The way that the plant’s rounded evergreen leaves and white berries tightly hug the branches of the trees on which it grows probably inspired that association. The truth about this botanical intimacy is less romantic: Mistletoe is a kind of parasite. Its leaves produce sugars by photosynthesis, but instead of roots, it has structures that pierce the host tree’s vital tissues to suck out nutrients and water.

5. English taxes were paid in eels

Those ordering pies in traditional British establishments are well aware of a lovely snack often offered alongside, which is jellied eels. Funnily enough, back then eels were used as a payment.

Domesday and subsequent documents show that rents of multiple thousands of eels a year were common for single fisheries or mills. All told, at the time of the Great Survey in 1086 people living in England owed more than 500,000 eels in taxes each year to their landlords.

To be fare, taxes were also paid in meat, ale, etc, but eels... just sound so inconvenient.

Task instructions
A) Answer these about the mistletoe and eel passage:
(i) What does mistletoe have instead of roots?
(ii) In what year did the Great Survey take place?
(iii) How many eels did people living in England owe in taxes each year at that time?
B) Please duplicate the mistletoe and eel passage word for word, starting with "Those ordering pies" and going on through "to their landlords.".
C) Go on with the mistletoe and eel passage, picking up after its final sentence.

Input data
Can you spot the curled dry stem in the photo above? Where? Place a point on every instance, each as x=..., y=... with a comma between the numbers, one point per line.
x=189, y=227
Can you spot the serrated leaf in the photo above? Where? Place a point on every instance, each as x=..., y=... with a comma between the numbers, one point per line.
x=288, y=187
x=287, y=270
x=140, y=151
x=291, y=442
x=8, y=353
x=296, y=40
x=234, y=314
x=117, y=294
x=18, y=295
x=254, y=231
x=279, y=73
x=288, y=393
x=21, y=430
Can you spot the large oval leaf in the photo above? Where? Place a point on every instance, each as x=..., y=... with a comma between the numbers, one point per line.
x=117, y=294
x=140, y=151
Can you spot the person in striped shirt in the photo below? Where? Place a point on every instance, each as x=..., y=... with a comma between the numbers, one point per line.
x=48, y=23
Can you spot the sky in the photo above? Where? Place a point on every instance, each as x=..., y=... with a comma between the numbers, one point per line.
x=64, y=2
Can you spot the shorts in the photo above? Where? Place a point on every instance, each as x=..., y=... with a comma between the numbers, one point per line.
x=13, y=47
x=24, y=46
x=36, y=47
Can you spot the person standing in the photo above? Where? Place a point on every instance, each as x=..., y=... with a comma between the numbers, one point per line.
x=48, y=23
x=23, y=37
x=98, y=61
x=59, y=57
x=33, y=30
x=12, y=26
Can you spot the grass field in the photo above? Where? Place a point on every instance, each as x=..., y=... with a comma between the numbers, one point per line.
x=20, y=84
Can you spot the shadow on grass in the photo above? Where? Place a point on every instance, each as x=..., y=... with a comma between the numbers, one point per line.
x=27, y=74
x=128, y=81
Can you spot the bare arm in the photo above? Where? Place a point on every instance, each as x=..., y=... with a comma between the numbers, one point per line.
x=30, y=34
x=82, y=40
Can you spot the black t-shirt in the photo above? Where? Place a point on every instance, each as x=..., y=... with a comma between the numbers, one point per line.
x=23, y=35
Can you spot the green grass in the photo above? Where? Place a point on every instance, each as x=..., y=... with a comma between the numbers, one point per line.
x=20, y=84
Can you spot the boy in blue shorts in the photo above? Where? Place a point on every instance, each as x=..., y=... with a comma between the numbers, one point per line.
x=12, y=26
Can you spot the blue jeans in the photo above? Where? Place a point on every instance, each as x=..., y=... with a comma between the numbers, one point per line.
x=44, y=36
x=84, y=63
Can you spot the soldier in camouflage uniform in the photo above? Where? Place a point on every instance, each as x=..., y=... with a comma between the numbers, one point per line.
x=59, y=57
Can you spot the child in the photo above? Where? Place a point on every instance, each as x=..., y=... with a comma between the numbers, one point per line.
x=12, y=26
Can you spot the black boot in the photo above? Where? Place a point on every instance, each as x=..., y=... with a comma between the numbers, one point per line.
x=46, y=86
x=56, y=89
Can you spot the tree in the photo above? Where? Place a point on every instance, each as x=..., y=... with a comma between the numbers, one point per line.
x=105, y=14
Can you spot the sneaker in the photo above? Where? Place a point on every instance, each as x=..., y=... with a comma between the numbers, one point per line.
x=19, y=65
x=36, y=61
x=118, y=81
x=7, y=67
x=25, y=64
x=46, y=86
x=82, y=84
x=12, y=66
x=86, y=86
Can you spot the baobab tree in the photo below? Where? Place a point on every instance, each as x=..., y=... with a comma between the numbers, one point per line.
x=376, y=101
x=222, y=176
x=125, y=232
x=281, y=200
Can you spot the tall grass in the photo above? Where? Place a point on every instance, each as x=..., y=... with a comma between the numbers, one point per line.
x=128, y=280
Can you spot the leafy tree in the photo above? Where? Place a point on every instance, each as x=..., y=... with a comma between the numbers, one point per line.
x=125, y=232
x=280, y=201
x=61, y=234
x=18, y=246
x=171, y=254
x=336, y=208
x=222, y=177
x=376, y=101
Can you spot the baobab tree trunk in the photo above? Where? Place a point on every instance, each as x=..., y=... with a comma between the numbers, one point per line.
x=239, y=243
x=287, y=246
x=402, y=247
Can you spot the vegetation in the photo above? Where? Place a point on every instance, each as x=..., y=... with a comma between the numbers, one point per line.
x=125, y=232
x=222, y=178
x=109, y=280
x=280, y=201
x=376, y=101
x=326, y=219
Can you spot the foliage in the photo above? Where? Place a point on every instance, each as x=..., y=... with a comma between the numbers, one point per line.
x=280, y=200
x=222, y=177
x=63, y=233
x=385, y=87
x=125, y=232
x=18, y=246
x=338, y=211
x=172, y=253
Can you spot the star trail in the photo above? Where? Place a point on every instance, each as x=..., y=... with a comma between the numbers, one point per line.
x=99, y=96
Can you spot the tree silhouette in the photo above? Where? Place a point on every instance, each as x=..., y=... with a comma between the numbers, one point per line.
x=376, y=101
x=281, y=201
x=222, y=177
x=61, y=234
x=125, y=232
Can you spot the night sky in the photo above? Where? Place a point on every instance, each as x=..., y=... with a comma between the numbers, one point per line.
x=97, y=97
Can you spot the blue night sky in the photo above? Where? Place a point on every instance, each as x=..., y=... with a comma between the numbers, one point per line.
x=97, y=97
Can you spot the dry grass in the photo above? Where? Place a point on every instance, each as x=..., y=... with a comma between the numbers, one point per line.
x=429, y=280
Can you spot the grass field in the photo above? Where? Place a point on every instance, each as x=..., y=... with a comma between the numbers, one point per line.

Exercise answers
A)
(i) Structures that pierce the host tree's vital tissues to suck out nutrients and water.
(ii) 1086.
(iii) More than 500,000 eels.

B)
Those ordering pies in traditional British establishments are well aware of a lovely snack often offered alongside, which is jellied eels. Funnily enough, back then eels were used as a payment.

Domesday and subsequent documents show that rents of multiple thousands of eels a year were common for single fisheries or mills. All told, at the time of the Great Survey in 1086 people living in England owed more than 500,000 eels in taxes each year to their landlords.

C)
6. Stoops

These "ladders" are quite common all over the world, but I never seens as many of them as I did in New York. Well, now I know how they are called.

New Yorkers can thank the Dutch settlers of the 17th century for the stoop [...], arguably the city’s most iconic and beloved architectural feature.

7. Treasonous glasses

In my childhood I used to collect mugs and glasses, brought from all over the world. These days I am mostly scavenging for rare cocktail glasses.

They may seem like mere decoration, but to the right eyes, they were a message, and a dangerous one at that. The original owners of this glass must have been careful who they let see it. In England, circa 1745, toasting with it could constitute treason.

Good to know that even decorations might hold a powerfull message. From now on I will have to preface each served cocktail with a disclaimer.

8. A Royal warrant for kidnapping

Who'd think that the Royal Choir had the same recruiting system as the modern Russian Army?

As master of the royal children’s choir, Giles had the right to forcibly conscript young singers. Queen Elizabeth had granted him a warrant to “take…so many children as he or his sufficient deputy shall think meet, in all cathedral, collegiate, parish churches, chapels, or any place or places as well within liberty as without.”

9. IP address parsing

I grew up pretty sure in two things: lemons are sour, and IPs consist of four groups three digits each, separated with three dots.

And then IPv6 happened. And lemons are not that sour anymore. And now I also know that parsing IPs is probably even worse than dealing with names or dates.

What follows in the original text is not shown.